INSTRUCTIONS TO FOLLOW:
The data below is to be returned in full and exactly.

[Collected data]
━━━━━━━━━━━━━━━━━━━━━━━━━━━━━━

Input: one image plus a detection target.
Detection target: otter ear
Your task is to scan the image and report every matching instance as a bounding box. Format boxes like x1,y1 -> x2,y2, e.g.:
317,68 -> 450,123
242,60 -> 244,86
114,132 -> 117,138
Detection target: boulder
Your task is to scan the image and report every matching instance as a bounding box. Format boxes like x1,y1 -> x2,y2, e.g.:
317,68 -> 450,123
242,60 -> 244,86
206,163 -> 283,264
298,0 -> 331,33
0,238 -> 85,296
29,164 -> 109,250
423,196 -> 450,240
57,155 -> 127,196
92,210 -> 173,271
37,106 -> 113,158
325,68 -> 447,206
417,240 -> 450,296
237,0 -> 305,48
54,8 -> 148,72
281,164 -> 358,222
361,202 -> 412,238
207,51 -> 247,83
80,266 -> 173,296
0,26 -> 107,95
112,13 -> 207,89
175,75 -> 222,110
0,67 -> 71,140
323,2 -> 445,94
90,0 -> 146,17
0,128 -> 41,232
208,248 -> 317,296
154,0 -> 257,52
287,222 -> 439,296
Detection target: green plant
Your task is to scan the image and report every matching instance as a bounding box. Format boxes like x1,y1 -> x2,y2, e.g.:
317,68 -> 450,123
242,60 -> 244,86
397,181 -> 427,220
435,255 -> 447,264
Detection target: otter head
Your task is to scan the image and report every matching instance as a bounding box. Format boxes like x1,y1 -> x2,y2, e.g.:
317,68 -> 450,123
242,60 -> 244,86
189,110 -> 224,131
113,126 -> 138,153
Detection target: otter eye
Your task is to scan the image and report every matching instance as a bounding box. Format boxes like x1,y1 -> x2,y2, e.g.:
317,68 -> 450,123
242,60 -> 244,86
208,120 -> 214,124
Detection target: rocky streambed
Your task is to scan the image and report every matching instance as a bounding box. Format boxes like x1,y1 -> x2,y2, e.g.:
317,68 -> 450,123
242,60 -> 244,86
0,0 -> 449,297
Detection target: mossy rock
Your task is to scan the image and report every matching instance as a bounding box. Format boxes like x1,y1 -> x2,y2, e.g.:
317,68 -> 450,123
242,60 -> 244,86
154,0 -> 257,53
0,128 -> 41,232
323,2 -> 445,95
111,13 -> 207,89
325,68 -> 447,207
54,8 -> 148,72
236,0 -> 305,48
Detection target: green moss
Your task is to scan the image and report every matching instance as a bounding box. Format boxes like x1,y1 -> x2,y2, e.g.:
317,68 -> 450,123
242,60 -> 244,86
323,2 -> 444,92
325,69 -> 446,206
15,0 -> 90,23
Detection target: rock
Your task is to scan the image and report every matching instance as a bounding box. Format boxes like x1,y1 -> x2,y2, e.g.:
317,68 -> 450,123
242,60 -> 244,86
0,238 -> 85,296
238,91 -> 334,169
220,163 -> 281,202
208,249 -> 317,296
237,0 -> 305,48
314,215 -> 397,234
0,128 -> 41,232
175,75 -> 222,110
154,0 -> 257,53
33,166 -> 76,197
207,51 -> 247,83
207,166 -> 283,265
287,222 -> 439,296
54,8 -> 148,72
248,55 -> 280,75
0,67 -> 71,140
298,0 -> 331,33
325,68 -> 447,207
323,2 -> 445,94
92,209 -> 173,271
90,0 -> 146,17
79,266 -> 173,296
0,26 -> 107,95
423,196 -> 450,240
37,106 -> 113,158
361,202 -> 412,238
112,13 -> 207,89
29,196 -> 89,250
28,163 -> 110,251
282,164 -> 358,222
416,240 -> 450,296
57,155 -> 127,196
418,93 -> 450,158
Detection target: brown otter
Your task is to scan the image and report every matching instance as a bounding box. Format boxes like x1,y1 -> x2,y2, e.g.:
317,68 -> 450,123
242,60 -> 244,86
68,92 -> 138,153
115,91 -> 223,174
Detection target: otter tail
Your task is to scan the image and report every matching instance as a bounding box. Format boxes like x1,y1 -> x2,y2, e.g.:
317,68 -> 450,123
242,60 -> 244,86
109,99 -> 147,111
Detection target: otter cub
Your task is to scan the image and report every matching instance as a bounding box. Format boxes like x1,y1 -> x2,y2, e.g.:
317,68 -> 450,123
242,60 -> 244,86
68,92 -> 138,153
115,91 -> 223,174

━━━━━━━━━━━━━━━━━━━━━━━━━━━━━━

ANSWER SECTION:
Input: one image plus a detection target.
Detection target: otter ear
Your task is to scan the image and report every matching instance as a bounding box. Format boxes like x1,y1 -> x2,y2, e.g.:
317,68 -> 450,123
242,60 -> 244,86
114,132 -> 117,138
Detection target: boulder
Your task is to scan the image and report every matching instance as a bounding box. Format boxes like x1,y1 -> x2,y2, e.g.:
317,68 -> 450,123
242,60 -> 244,86
206,163 -> 283,264
298,0 -> 331,33
0,238 -> 85,296
29,164 -> 109,250
423,196 -> 450,240
57,155 -> 127,196
92,210 -> 173,271
37,106 -> 113,158
325,68 -> 447,206
417,240 -> 450,296
237,0 -> 305,48
54,8 -> 148,72
281,164 -> 358,222
361,202 -> 412,238
207,51 -> 247,83
80,266 -> 173,296
0,26 -> 107,95
112,13 -> 207,89
175,75 -> 222,110
0,67 -> 71,140
323,2 -> 445,94
90,0 -> 146,17
0,128 -> 41,232
208,248 -> 317,296
154,0 -> 257,52
287,222 -> 439,296
Detection target: green plant
Your task is to scan the image and report every matching instance as a bounding box. Format boxes like x1,y1 -> x2,y2, e.g.:
317,68 -> 450,123
242,60 -> 244,86
397,181 -> 427,220
435,255 -> 447,264
Detection target: otter head
Your task is to scan the image and report every matching instance as a bounding box. Format boxes like x1,y1 -> x2,y2, e.g.:
317,68 -> 450,123
242,60 -> 244,86
189,110 -> 224,131
113,126 -> 138,153
Detection target: otter eye
Your task is to scan the image and report every matching instance as a bounding box. Format boxes like x1,y1 -> x2,y2, e.g.:
317,68 -> 450,123
242,60 -> 244,86
208,120 -> 214,124
Detection target: rocky streambed
Your task is to scan the image and report every matching instance as a bounding box. Format boxes like x1,y1 -> x2,y2, e.g.:
317,68 -> 450,123
242,60 -> 244,86
0,0 -> 449,297
Detection target: mossy rock
Your task is to scan the image and report every matching instance as a bounding box. Format boxes like x1,y1 -> x2,y2, e.g.:
317,68 -> 450,123
242,60 -> 244,86
154,0 -> 257,53
0,128 -> 41,232
323,2 -> 445,95
111,13 -> 207,89
325,68 -> 447,207
54,8 -> 148,72
236,0 -> 305,48
Detection target: green moss
Your task is to scan the image and report every matching instance as a bounding box. Format boxes like x1,y1 -> x2,y2, e.g.:
317,68 -> 450,123
242,60 -> 244,86
323,2 -> 444,92
325,69 -> 446,206
15,0 -> 90,23
Detection target: rock
Your task is to scan the image and report every matching instance as a bounding box. Format boxes like x1,y1 -> x2,y2, e.g.:
317,68 -> 450,123
242,60 -> 244,86
0,238 -> 85,296
238,91 -> 334,169
220,163 -> 281,202
208,249 -> 317,296
237,0 -> 305,48
314,215 -> 397,234
0,128 -> 41,232
175,75 -> 222,110
154,0 -> 257,53
33,166 -> 76,197
207,51 -> 247,83
207,166 -> 283,265
287,222 -> 439,296
54,8 -> 148,72
248,55 -> 280,75
0,67 -> 71,140
298,0 -> 331,33
325,68 -> 447,207
323,2 -> 445,94
92,209 -> 173,271
90,0 -> 146,17
79,266 -> 173,296
0,26 -> 107,95
423,196 -> 450,240
37,106 -> 113,158
361,202 -> 412,238
112,13 -> 207,89
29,196 -> 89,250
28,163 -> 110,251
282,164 -> 358,222
416,240 -> 450,296
57,155 -> 127,196
418,93 -> 450,158
Detection target: brown otter
Your task is to scan the image and report every matching instance as a bounding box. Format boxes like x1,y1 -> x2,y2, e.g.:
317,68 -> 450,123
242,60 -> 244,86
68,92 -> 138,153
115,91 -> 223,174
Detection target: otter tail
Your task is to scan the image and report every matching instance as a bounding box. Format boxes like x1,y1 -> x2,y2, e.g.:
317,68 -> 450,123
242,60 -> 244,86
109,99 -> 147,111
Detection target: otter cub
Your task is to scan the image and report every matching instance as a bounding box. Format boxes like x1,y1 -> x2,y2, e.g.:
317,68 -> 450,123
242,60 -> 244,86
68,92 -> 138,153
115,91 -> 223,174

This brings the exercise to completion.